### Extracto de página
· · · ·

La danza es, no solamente para los fieles de esta religión un elemento importantísimo en sus ceremonias, sino también para sus deidades, pues gustan de danzar, como ya hemos indicado, cada vez que se encarnan en alguno de sus caballos, y cada uno de ellos posee además sus danzas características, sobre las cuales ya hemos tratado ampliamente. Una prueba de esta enorme importancia de la danza para esta religión es el dato que nos ha ofrecido Fernando Ortiz, sobre el ostracismo al que serían sometidos los bataleros -músicos que tocan los tambores rituales, llamados Batá-, en el caso de que no fuesen capaces de complacer a un Orisha en su deseo de danzar ciertos ritmos.

A lo largo del apartado de mitología comparada, hemos tratado también acerca del uso de la danza como elemento mágico que puede intervenir en la fertilidad de los campos. Tanto los Kayanos de Borneo, como algunos pueblos de Brasil y diversas zonas de Europa, han ejecutado danzas tanto para el alejamiento de los espíritus que arruinaban las cosechas, así como para propiciar el buen crecimiento del grano, indicándole mediante saltos, a que altura debía llegar.

También hemos visto que la danza era un elemento de adoración y honra a las deidades, no solamente en las tres anteriores mitologías, sino además en otras tantas, como la cultura azteca, las poblaciones indígenas norteamericanas, como las tribus sioux por ejemplo, la población Kalash de Pakistán o los Derviches, entre muchos otros.

Dejando a un lado el componente mitológico, y tratando sobre la danza desde un óptica un tanto más antropológica y filosófica podemos establecer que la danza ha conectado no solamente al ser humano con los arquetipos que representan a sus divinidades, sino también consigo mismo y con su entorno, pudiendo escapar de este modo de las preocupaciones diarias y huyendo de la cotidianidad, sintiéndose libre de los tormentos esenciales que le acechaban. Expliquémonos.

· · · ·

### Registros del conjunto de anotaciones de puntos

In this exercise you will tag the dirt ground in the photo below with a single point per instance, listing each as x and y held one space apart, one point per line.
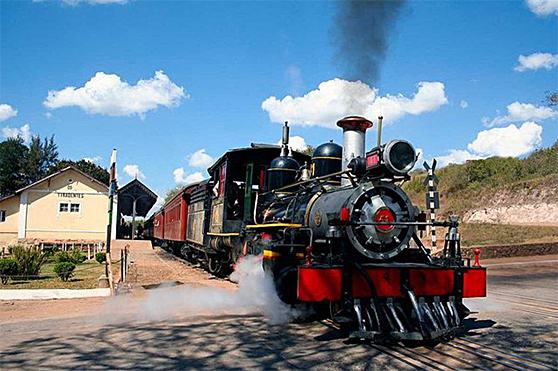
515 328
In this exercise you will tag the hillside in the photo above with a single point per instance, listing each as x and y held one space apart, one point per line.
499 200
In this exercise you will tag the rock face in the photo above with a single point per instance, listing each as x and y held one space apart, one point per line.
526 204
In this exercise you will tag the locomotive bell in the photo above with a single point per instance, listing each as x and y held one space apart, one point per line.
326 160
282 171
354 138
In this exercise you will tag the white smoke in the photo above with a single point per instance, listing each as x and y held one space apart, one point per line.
255 295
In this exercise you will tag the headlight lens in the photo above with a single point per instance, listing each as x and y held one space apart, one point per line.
399 156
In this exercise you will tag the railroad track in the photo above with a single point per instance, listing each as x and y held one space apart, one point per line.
457 354
552 303
527 304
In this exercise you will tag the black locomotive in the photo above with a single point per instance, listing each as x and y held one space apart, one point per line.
336 231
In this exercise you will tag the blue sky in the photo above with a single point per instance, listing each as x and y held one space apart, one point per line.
221 60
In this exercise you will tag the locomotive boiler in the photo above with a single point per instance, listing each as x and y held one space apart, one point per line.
336 232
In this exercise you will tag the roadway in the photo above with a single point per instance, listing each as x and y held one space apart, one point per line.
516 327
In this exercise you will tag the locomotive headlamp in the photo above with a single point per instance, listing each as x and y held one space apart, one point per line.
399 156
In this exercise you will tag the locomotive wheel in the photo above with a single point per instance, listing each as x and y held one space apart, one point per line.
216 265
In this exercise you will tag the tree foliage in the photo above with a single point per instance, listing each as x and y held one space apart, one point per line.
42 155
172 192
490 172
97 172
13 155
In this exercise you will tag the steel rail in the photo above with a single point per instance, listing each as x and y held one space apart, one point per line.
483 347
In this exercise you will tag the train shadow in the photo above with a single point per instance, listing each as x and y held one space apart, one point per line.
219 342
228 342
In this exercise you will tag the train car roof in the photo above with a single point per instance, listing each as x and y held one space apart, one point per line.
181 191
257 150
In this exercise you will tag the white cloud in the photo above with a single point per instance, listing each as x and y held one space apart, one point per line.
23 132
6 112
509 141
522 112
133 171
296 142
543 7
93 160
337 98
107 94
181 178
200 159
456 156
535 61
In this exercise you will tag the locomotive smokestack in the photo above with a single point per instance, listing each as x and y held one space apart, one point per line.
285 141
354 139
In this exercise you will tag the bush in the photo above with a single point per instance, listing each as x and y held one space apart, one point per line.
8 268
29 259
101 257
64 270
74 256
77 256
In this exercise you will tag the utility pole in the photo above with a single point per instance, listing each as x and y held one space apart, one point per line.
112 191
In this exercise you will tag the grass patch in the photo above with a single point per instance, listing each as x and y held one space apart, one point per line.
473 234
86 277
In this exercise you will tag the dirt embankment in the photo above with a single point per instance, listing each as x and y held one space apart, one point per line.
504 251
527 203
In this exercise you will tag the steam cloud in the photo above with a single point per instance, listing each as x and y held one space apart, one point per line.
255 295
360 33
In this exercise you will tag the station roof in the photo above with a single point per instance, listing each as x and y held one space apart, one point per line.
135 190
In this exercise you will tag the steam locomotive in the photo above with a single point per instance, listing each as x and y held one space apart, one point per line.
335 231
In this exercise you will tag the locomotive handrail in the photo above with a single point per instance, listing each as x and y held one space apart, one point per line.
312 180
435 223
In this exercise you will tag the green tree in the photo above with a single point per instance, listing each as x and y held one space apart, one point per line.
95 171
42 155
309 150
172 192
13 155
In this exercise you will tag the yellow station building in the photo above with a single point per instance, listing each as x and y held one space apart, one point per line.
66 207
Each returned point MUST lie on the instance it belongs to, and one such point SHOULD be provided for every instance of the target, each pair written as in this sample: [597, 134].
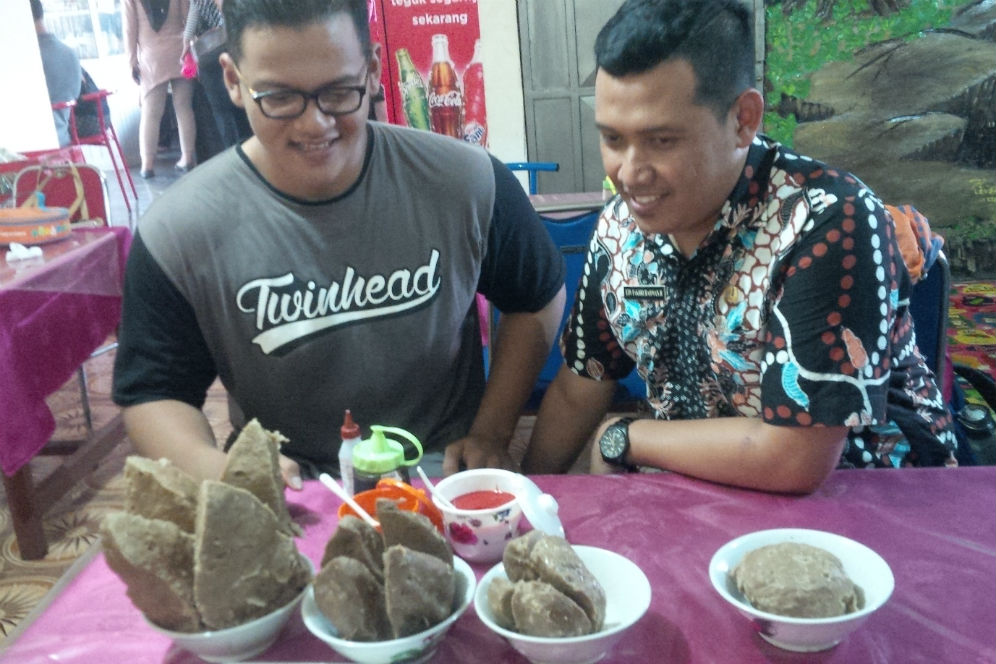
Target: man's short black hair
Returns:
[241, 15]
[714, 36]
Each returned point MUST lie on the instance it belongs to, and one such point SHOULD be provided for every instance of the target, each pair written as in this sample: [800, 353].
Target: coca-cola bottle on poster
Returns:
[413, 96]
[475, 123]
[445, 100]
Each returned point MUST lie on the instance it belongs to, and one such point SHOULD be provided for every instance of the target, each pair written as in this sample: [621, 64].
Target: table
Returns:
[54, 311]
[935, 527]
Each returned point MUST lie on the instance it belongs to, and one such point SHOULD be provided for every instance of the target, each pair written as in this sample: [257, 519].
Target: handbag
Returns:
[209, 44]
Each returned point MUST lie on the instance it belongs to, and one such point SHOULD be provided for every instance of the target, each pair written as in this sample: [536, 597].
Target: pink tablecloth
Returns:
[54, 311]
[935, 527]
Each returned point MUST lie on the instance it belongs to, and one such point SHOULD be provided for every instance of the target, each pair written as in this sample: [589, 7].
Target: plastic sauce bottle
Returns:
[350, 433]
[379, 456]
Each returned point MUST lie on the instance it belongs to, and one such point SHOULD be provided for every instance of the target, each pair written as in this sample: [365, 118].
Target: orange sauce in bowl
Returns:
[482, 500]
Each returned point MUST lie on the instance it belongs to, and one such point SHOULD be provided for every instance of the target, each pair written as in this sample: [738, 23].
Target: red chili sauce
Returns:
[482, 500]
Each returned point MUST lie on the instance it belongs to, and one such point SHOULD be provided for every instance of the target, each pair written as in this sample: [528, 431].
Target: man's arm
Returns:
[181, 433]
[571, 409]
[739, 451]
[522, 345]
[177, 431]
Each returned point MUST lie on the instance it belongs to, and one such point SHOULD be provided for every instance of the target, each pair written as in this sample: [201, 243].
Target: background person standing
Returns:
[62, 71]
[154, 43]
[231, 120]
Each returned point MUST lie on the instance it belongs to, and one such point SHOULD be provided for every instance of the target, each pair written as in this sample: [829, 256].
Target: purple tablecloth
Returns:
[54, 311]
[935, 527]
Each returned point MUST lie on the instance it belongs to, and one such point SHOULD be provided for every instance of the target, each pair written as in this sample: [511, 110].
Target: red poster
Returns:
[433, 75]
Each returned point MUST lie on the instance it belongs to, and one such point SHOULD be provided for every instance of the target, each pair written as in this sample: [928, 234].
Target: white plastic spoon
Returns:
[333, 486]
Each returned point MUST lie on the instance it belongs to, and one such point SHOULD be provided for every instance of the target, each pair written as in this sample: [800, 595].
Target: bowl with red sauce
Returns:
[484, 513]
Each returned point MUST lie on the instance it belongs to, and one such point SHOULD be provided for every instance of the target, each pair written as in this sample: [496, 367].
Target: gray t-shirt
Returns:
[363, 302]
[63, 77]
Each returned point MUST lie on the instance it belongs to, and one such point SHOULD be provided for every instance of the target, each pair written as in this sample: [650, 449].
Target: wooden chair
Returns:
[104, 135]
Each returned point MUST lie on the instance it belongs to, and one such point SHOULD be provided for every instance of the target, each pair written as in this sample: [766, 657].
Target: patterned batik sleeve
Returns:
[830, 333]
[589, 347]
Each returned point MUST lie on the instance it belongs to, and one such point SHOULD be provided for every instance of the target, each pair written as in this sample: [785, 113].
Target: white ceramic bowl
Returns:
[627, 598]
[410, 649]
[237, 643]
[865, 568]
[480, 535]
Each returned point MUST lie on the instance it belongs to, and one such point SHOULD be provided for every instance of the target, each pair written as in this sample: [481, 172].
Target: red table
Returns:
[54, 311]
[935, 527]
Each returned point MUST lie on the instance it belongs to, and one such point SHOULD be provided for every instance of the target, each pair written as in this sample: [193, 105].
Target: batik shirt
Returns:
[793, 309]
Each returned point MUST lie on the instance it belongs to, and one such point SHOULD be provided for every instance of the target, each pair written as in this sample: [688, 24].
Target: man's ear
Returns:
[374, 68]
[231, 77]
[748, 112]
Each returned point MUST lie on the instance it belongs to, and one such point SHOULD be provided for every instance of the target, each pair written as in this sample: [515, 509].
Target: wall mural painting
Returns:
[903, 94]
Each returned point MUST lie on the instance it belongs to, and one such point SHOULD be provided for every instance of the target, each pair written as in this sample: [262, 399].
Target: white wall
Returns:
[25, 114]
[502, 79]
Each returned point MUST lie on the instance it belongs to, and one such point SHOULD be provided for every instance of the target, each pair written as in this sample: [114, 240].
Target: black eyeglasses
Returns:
[284, 104]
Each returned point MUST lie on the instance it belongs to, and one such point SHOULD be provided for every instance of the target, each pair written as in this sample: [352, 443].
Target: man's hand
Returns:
[477, 452]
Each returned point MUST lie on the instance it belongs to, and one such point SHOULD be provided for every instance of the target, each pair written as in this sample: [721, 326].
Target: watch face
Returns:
[613, 444]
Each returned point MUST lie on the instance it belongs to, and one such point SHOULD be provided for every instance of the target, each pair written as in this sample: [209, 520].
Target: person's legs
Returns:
[152, 112]
[211, 78]
[183, 105]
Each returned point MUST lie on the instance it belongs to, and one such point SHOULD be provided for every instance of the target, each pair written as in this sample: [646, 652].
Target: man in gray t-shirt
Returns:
[63, 74]
[329, 263]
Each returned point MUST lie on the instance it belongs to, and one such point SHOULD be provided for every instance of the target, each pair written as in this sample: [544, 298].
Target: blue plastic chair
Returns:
[533, 168]
[572, 235]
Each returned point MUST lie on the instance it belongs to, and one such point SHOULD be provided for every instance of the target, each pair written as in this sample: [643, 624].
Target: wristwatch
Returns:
[614, 443]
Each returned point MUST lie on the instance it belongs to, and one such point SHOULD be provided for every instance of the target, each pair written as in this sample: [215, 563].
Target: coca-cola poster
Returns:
[433, 76]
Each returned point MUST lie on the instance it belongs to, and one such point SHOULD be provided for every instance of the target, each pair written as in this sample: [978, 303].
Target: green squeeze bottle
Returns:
[379, 456]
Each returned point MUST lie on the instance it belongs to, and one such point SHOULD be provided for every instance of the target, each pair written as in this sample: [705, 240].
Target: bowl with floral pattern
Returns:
[481, 511]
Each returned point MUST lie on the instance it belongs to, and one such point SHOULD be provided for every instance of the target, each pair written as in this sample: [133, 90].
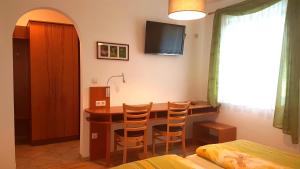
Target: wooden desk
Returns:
[101, 121]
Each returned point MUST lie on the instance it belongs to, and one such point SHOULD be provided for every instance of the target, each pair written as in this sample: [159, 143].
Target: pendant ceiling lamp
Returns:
[186, 9]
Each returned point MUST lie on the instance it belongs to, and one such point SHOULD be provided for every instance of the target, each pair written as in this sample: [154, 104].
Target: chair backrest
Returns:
[136, 117]
[177, 114]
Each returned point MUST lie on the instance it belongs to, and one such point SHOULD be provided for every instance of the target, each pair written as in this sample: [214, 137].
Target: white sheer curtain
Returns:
[250, 57]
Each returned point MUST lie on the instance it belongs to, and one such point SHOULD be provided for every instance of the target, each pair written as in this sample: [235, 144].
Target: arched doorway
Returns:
[46, 86]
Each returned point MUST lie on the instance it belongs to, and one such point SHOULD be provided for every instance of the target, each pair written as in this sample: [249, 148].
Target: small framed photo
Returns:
[112, 51]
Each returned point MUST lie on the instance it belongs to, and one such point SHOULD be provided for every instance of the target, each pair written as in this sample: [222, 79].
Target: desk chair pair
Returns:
[135, 127]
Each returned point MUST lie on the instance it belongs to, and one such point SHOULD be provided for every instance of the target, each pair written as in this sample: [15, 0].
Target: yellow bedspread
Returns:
[160, 162]
[242, 154]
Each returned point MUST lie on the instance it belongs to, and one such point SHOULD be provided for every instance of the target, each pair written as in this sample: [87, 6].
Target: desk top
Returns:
[156, 107]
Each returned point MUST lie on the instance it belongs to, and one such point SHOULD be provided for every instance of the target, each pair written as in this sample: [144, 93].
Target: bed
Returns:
[241, 154]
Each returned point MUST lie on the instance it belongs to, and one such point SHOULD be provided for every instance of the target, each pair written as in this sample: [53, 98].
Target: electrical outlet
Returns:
[100, 103]
[94, 135]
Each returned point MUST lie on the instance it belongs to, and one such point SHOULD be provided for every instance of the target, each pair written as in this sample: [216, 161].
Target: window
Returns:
[250, 52]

· · · ·

### Enunciado de tarea
Prolonga el texto sobre la danza y lo sagrado a partir del punto en que se detiene. Las líneas de datos no hacen falta.

### Resultado del ejercicio
La danza ha funcionado para el ser humano desde tiempos ancestrales, como una poderosa máscara ritual, un elemento ontológico mediante el cual trascenderse a sí mismo. Una vez que nuestros más remotos antepasados comenzaron a humanizar tanto el espacio como el tiempo, comenzaron también la tarea de poblar el mundo con un sin fin de seres sobrenaturales: los dioses y otros tantos tipos de espíritus; unos seres que dominaban los fenómenos naturales, muchos de los cuales le fascinaban o temían. Pero estos seres, al igual que lo que el ser humano pretendió al crearlos, lo cual no fue otra cosa que trascender su propia existencia inmediata, estaba más allá de la realidad física y material, aunque fuertemente fundamentados en ella. Estos seres y su realidad, hemos dicho ya que ofrecían al ser humano la promesa de un mundo en el que dejar de sentirse solo como especie racional y alienada de la naturaleza. A través de diversos ritos en los cuales, – atendiendo a diversos hallazgos arqueológicos, además de por observación de poblaciones que viven todavía de forma similar a los primeros pobladores de nuestro planeta-, se encontraba la danza, podía sentirse de nuevo, aunque solamente fuese por unos instantes, verdaderamente integrado, uno con el cosmos.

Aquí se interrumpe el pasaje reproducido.